▸ **Object location annotation records**:
━━━━

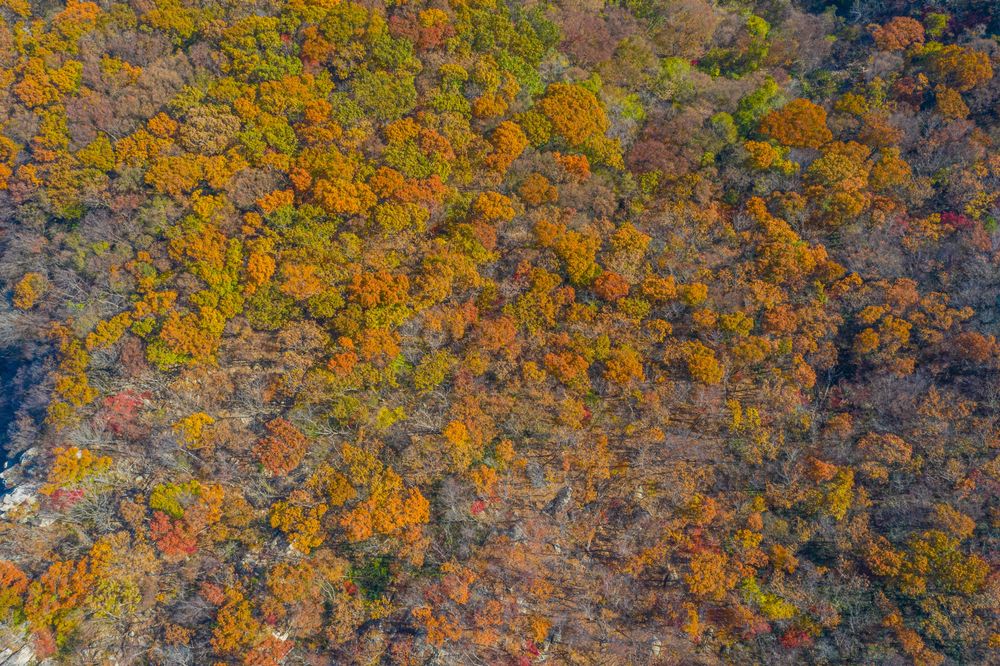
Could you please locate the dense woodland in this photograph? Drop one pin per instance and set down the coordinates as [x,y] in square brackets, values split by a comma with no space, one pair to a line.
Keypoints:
[500,332]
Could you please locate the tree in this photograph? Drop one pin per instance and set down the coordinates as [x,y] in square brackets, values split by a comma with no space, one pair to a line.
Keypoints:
[283,448]
[800,123]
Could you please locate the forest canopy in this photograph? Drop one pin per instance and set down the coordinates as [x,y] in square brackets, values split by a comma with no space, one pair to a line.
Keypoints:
[500,332]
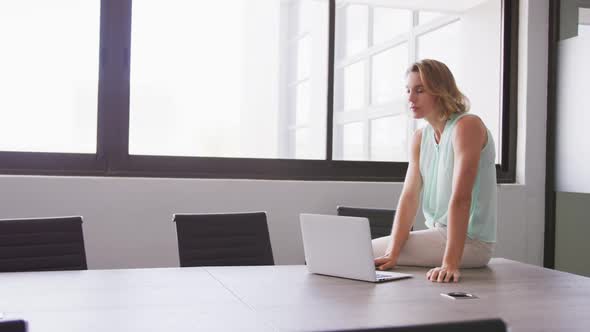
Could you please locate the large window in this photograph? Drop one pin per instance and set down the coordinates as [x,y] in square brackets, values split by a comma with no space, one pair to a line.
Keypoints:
[276,89]
[49,75]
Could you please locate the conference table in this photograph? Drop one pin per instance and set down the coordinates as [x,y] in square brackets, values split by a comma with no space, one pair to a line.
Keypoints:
[288,298]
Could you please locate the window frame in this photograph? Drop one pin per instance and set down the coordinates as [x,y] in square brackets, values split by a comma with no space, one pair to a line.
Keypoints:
[112,157]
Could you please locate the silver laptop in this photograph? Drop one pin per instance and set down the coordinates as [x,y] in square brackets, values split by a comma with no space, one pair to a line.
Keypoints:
[341,247]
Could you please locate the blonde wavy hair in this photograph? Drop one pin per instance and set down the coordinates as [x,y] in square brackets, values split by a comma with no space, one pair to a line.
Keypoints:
[439,82]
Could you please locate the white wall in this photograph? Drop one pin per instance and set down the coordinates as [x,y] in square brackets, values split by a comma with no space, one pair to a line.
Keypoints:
[127,221]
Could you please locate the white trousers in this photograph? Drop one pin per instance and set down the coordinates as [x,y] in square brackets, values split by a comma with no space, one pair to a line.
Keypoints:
[426,248]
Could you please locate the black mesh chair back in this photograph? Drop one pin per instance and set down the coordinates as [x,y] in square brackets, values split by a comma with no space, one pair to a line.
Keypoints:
[13,326]
[487,325]
[42,244]
[380,220]
[224,239]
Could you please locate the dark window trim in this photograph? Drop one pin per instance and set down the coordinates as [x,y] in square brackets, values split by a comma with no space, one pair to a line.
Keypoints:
[550,195]
[112,158]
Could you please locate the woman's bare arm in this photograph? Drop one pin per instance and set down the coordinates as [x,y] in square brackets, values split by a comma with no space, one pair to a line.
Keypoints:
[468,140]
[407,207]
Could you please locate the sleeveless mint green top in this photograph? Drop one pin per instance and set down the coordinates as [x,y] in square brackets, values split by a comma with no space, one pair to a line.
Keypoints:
[436,168]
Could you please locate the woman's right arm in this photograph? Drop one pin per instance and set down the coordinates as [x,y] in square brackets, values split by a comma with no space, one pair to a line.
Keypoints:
[407,207]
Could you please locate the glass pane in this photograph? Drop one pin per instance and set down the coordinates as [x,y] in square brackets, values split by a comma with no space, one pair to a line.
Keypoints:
[357,28]
[198,93]
[304,19]
[352,139]
[442,44]
[303,148]
[426,17]
[354,86]
[302,104]
[49,75]
[389,138]
[303,57]
[388,74]
[389,23]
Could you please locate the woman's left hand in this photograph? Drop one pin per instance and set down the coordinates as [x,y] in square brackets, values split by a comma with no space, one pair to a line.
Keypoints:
[443,274]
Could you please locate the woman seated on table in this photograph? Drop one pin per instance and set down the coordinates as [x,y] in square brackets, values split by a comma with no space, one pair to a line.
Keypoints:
[452,162]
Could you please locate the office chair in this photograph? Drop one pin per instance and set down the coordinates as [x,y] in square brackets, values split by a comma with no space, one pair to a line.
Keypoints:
[219,239]
[13,326]
[487,325]
[380,220]
[42,244]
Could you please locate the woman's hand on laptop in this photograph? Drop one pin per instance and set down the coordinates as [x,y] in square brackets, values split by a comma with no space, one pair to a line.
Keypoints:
[385,262]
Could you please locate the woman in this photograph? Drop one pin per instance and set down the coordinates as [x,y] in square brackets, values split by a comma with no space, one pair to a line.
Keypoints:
[452,163]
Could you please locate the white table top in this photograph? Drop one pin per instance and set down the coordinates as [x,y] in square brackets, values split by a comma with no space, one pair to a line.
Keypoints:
[288,298]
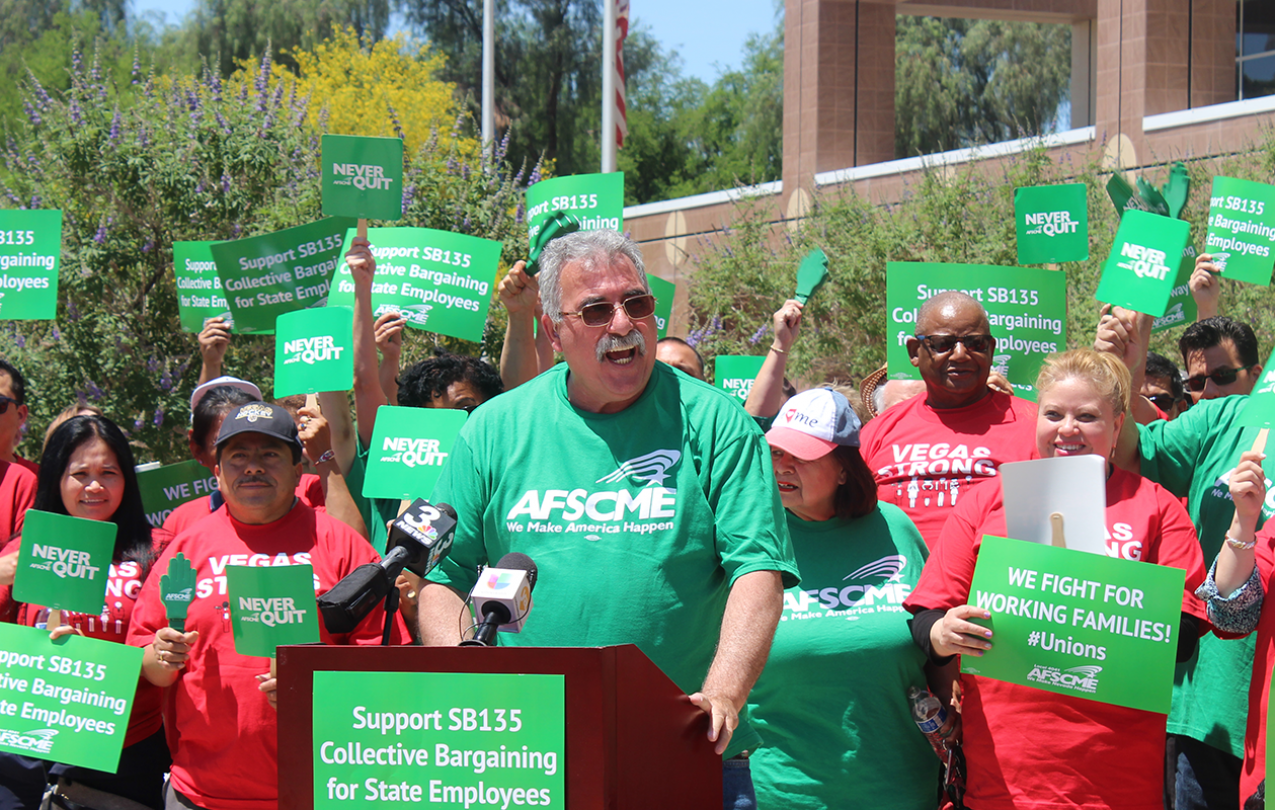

━━━━

▸ **Problem to solve**: Pull out every line of the records above that contains the string "window", and copy each one in full.

▸ **Reply**:
Could you please locate the large window in this photograph? Drop one pin per instance and set down the coordinates as [x,y] in square brackets, values split by a comma with no space, one pair to a line.
Could you please locate the window frame in this photograph? Drop one pin per instance and set down the coordinates as [x,y] in square brackets, values split by a comma with no space, one pair to a line.
Could you please locate the dark window trim in this photograph? Drop one pin per instance and set down the coordinates as [x,y] in square brackets, values split by a comma with no space, one pair to a line.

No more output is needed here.